═════ Excerpted data

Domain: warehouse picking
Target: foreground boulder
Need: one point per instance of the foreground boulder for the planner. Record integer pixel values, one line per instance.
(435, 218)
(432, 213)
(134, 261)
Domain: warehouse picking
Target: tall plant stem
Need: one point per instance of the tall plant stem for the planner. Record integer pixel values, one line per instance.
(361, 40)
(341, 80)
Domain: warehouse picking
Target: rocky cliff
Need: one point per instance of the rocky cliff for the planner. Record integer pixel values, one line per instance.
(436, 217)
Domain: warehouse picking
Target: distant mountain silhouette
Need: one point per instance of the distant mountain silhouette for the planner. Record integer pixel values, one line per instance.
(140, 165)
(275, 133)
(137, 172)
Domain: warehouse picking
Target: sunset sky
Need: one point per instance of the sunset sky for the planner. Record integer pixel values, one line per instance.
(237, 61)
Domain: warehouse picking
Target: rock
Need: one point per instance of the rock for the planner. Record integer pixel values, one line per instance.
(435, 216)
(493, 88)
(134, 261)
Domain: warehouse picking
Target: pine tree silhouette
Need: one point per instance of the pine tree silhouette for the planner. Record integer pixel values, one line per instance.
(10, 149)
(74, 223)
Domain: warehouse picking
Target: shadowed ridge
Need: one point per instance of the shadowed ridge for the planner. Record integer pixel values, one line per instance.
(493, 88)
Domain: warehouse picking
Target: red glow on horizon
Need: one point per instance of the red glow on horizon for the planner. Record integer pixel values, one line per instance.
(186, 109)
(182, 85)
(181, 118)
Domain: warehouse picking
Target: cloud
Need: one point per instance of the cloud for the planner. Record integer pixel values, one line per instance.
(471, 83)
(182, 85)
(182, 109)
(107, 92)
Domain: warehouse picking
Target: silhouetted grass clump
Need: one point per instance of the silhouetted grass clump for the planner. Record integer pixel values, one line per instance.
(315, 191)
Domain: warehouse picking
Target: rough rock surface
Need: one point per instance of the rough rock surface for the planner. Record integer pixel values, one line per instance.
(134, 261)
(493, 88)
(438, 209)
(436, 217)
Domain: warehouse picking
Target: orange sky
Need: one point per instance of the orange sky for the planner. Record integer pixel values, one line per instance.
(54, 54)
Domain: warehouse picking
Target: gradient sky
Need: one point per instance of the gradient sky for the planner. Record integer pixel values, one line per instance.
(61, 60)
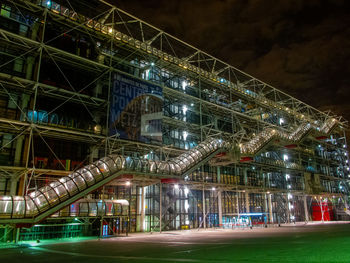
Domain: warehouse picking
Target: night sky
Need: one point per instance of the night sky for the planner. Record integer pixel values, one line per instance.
(299, 46)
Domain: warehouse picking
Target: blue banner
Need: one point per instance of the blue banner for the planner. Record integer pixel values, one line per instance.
(136, 109)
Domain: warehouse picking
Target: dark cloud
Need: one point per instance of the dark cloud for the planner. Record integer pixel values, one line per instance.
(301, 47)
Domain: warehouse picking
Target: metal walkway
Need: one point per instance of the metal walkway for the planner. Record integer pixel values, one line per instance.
(49, 199)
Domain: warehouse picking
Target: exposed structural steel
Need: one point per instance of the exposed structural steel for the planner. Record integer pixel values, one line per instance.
(199, 142)
(49, 199)
(92, 208)
(256, 143)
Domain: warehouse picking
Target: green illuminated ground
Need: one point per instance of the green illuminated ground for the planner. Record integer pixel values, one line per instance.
(312, 243)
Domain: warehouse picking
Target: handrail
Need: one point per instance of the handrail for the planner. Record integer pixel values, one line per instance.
(70, 188)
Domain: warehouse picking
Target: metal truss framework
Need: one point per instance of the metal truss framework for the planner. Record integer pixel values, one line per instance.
(127, 38)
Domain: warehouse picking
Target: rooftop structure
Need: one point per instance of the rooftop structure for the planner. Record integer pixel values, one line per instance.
(118, 109)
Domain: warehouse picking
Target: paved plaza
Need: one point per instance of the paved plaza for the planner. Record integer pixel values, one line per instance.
(288, 243)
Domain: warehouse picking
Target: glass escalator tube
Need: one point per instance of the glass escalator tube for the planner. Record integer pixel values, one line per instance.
(66, 187)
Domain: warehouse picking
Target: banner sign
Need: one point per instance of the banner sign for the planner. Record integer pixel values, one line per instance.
(136, 110)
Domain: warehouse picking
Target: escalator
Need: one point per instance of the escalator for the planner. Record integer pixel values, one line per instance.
(49, 199)
(39, 204)
(258, 142)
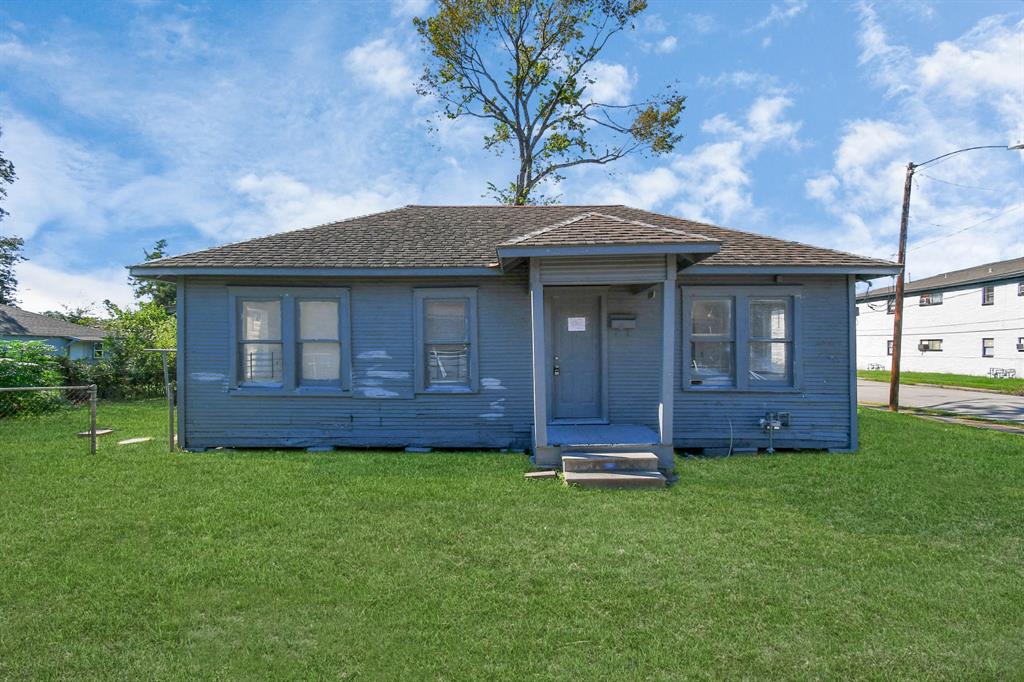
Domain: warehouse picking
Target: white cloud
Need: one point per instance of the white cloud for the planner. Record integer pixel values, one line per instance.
(383, 67)
(44, 285)
(957, 93)
(612, 83)
(712, 182)
(780, 13)
(410, 7)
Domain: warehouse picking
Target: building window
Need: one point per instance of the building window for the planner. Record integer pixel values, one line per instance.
(320, 343)
(445, 333)
(713, 342)
(770, 340)
(260, 346)
(291, 338)
(744, 341)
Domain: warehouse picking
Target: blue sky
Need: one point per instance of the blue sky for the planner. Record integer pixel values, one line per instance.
(206, 123)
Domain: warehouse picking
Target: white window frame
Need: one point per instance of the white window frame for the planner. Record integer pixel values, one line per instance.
(290, 343)
(420, 296)
(741, 339)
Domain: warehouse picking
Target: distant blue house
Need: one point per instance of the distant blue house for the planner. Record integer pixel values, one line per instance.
(74, 341)
(552, 328)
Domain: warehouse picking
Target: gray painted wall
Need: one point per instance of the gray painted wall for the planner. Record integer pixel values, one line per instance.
(383, 409)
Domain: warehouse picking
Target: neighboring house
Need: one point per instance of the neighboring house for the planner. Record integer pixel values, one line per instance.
(965, 322)
(512, 327)
(74, 341)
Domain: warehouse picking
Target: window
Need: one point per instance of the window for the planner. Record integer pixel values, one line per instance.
(290, 339)
(445, 336)
(770, 340)
(260, 345)
(320, 343)
(712, 342)
(988, 347)
(740, 338)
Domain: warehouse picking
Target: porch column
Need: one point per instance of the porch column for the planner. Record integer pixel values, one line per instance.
(540, 363)
(667, 407)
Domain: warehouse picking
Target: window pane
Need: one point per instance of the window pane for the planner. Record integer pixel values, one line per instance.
(445, 320)
(712, 364)
(712, 316)
(318, 320)
(448, 365)
(261, 321)
(768, 318)
(261, 363)
(769, 361)
(321, 361)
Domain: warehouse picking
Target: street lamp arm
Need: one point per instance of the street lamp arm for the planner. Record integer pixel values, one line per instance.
(969, 148)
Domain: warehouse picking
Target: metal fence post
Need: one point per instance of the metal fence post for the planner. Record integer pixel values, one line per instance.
(92, 419)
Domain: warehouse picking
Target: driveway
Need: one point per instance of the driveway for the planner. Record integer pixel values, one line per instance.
(976, 403)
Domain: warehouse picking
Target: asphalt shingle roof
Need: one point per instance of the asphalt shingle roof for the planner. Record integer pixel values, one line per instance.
(1000, 269)
(430, 237)
(15, 322)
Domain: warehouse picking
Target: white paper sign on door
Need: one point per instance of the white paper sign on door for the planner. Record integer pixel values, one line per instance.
(578, 324)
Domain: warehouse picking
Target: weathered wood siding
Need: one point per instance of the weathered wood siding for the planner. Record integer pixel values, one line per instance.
(383, 409)
(819, 410)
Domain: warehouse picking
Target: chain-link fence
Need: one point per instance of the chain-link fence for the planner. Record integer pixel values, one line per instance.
(73, 408)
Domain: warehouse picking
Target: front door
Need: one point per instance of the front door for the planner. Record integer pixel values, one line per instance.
(574, 358)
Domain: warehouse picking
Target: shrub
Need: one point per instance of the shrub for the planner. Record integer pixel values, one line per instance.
(29, 364)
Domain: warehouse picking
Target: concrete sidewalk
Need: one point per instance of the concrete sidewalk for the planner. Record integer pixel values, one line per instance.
(974, 403)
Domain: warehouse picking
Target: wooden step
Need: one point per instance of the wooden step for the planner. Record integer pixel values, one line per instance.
(638, 461)
(621, 479)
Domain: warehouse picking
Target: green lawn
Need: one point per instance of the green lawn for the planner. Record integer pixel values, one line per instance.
(905, 560)
(1011, 386)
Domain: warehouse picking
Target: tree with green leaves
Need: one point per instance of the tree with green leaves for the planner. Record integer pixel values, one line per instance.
(525, 67)
(10, 247)
(162, 293)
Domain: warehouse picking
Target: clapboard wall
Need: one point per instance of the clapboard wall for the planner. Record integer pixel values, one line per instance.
(384, 410)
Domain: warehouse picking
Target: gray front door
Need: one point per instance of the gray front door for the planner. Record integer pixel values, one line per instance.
(576, 355)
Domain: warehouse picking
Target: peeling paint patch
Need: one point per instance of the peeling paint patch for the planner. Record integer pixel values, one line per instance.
(385, 374)
(374, 391)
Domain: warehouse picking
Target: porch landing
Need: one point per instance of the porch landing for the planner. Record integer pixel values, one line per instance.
(585, 435)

══════════

**What the task requires**: Gather every line of the listing above that contains the string "truss", copying each line in full.

**Correct result**:
Target: metal truss framework
Need: one point per instance of the metal truss framework for the planner. Record integer pixel values, one line per instance.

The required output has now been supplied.